Без художественной литературы мы хуже бы понимали бы жизненную важность свободы: то, в какой ад превращается жизнь, когда свобода попирается тираном, идеологией или религией. Пусть те, кто думает, что литература только погружает нас в мечты о красоте и счастье, и сомневается, что она реально помогает нам сопротивляться давлению, спросят себя: почему все политические режимы, которые хотят контролировать жизнь своих граждан от рождения до смерти, так невероятно боятся литературы - настолько, что создают систему цензуры для ее подавления и пристально следят за независимыми писателями. Им известно, насколько опасно позволить воображению свободно погружаться в мир книг; насколько бунтарской может стать выдумка, когда читатель сравнивает свободу, благодаря которой они были написаны, с обскурантизмом и страхом, которые ожидают их в реальной жизни. Хотят писатели того или нет, но их книги проповедуют неудовлетворенность, показывая, что мир устроен несовершенно, что жизнь воображения богаче, чем повседневность. Если этот факт попадет на благоприятную почву их самосознания и ума, то такими гражданами станет сложнее манипулировать, они будут меньше верить лжи следователей и тюремщиков, которые рассказывают, что за решеткой будет житься безопасно и удобно.

Хорошая литература возводит мосты между людьми. Мы радуемся, страдаем или удивляемся, и это объединяет нас, несмотря на различия в языке, верованиях, привычках и предрассудках, которые разделяют нас. Когда огромный белый кит уволакивает капитана Ахава на дно морское, читатели испытывают одинаковый страх в Токио, в Лиме и Тимбукту. Когда Эмма Бовари принимает мышьяк, Анна Каренина бросается под поезд, Жюльен Сорель восходит на виселицу, когда в новелле "Юг" городской доктор Хуан Дальманн выходит из таверны в пампасах, чтобы драться с бандитом на ножах, или становится понятно, что все жители Комалы, деревни Педро Парамо, мертвы - дрожь охватывает буддистов, конфуцианцев, христиан и мусульман, а также агностиков; всех одетых в костюм и галстук, а также в джаллабу, кимоно и бомбачас. Литература создает братские узы среди разных людей, уничтожает границы между ними: границы, воздвигнутые невежеством, идеологиями, религией, языком и глупостью.

**ИСХОДНЫЕ ДАННЫЕ**

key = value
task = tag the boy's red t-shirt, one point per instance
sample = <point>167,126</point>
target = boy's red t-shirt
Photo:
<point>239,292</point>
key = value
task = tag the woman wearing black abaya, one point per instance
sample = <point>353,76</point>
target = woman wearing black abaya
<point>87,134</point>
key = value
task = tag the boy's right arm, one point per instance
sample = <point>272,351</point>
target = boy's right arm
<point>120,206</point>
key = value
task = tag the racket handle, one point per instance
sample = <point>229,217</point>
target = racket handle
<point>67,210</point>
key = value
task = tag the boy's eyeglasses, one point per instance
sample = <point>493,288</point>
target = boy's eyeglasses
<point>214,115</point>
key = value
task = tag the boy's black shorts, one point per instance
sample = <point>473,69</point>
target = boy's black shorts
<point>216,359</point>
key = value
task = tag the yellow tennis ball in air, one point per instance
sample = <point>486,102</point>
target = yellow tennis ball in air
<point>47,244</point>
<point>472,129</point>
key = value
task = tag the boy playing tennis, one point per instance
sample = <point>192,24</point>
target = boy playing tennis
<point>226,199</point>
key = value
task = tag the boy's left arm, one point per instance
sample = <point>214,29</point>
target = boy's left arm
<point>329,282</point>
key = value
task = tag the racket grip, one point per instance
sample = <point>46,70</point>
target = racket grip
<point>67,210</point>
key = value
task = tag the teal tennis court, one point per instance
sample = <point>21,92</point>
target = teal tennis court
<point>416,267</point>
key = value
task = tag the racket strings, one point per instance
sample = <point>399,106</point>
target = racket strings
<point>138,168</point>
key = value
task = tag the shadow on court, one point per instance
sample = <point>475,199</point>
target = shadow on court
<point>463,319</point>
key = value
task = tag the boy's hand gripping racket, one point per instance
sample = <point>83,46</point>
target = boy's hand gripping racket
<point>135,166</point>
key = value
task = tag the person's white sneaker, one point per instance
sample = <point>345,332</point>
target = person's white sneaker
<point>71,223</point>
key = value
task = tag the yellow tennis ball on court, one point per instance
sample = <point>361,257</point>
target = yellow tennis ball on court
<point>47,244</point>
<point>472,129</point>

**ЗАДАНИЯ**
a. Перескажите абзац текста о литературе, начинающийся словами «Хорошая литература возводит мосты», короче, в виде списка, сохранив его основные факты.
b. В каких трех городах, согласно тексту о литературе, читатели испытывают одинаковый страх, когда белый кит уволакивает капитана Ахава на дно?
c. Продолжите текст о литературе, начав сразу после его последнего предложения.

**ОЖИДАЕМЫЕ ОТВЕТЫ**
a.
- Хорошая литература возводит мосты между людьми.
- Общие радость, страдание и удивление объединяют читателей, несмотря на различия в языке, верованиях, привычках и предрассудках.
- Когда белый кит уволакивает капитана Ахава на дно, читатели в Токио, Лиме и Тимбукту испытывают одинаковый страх.
- Сцены гибели Эммы Бовари, Анны Карениной и Жюльена Сореля, поединок Хуана Дальманна в новелле «Юг» и открытие, что жители Комалы мертвы, вызывают дрожь у людей любой веры, в том числе у агностиков, и в любой одежде.
- Литература создает братские узы между разными людьми и уничтожает границы, воздвигнутые невежеством, идеологиями, религией, языком и глупостью.

b. В Токио, Лиме и Тимбукту.

c.
У каждого времени свои ужасы. Наше время - время фанатиков, террористов-смертников: тех доисторических людей, которые убеждены, что убийствами они завоюют рай, что пролитие крови невинных смоет коллективные обиды, восстановит справедливость и разрушит ложь. Каждый день во всем мире бесчисленное множество людей становятся жертвами тех, кто считает себя носителями абсолютной истины. С падением тоталитарных империй, думали мы, воцарятся мирное сосуществование, разнообразие мнений и права человека, а холокосты, геноцид, вторжения и войны останутся в прошлом. Но этого не произошло. Цветут пышным цветом новые формы варварства, подогреваемого фанатизмом; с распространением оружия массового поражения нельзя игнорировать вероятность того, что крошечная группа безумных спасителей мира может устроить ядерную катастрофу. Мы должны помешать им, сразиться с ними и одержать победу. Их не так много, хотя слухи об их преступлениях ходят по всей планете, а кошмары, которые они творят, наполняют нас ужасом. Мы не должны позволить напугать себя тем, кто хочет уничтожить свободу, которую мы завоевывали в течение долгого пути развития цивилизации. Встанем на защиту либеральной демократии - при всех ее ограничениях, она по-прежнему означает политический плюрализм, мирное сосуществование, толерантность, права человека, власть закона, свободные выборы, мирную смену власти - все, что отдаляет нас от былой жестокости мира и все ближе подводит - хотя мы никогда не сможем достичь этого в полной мере - к прекрасной, совершенной жизни, которую воспевают книги. И эту жизнь мы заслужим, только если будем сочинять, писать и читать. Сражаясь с фанатиками-террористами, мы тем самым отстаиваем наше право защищать мечту и делать ее явью.

В юности, как и большинство писателей моего поколения, я был марксистом и верил, что социализм станет лекарством от эксплуатации и других видов социальной несправедливости, которые обострялись в моей стране, в Южной Америке и других странах третьего мира. Я разочаровался в государственничестве и коллективизме, и теперь превратился (или пытаюсь превратиться) в человека демократических и либеральных убеждений; этот процесс был долгим и сложным. Он происходил постепенно, подстегиваемый такими эпизодами, как превращение Кубинской революции, которую я вначале с энтузиазмом приветствовал, в авторитарную, вертикальную модель Советского союза; свидетельствами диссидентов, которым удалось сбежать из-за обвитых колючей проволокой стен ГУЛАГа; вторжением стран Варшавского договора в Чехословакию; книгами таких мыслителей, как Раймон Арон, Жан-Франсуа Ревель, Исайя Берлин и Карл Поппер - ему я обязан своей переоценкой демократической культуры и открытых обществ. Эти мастера стали примером ясности мышления и доблестного мужества, когда западная интеллигенция, в силу легкомыслия или оппортунизма, кажется, поддалась очарованию советского социализма, или, что еще хуже, китайской культурной революции, этому дьявольскому шабашу ведьм.

Ребенком я мечтал когда-нибудь попасть в Париж - покоренный французской литературой, я верил, что если жить там и дышать тем же воздухом, что и Бальзак, Стендаль, Бодлер и Пруст, то я смогу превратиться в настоящего писателя, а если я не уеду из Перу, то останусь ненастоящим писателем, который пишет лишь по выходным и праздникам.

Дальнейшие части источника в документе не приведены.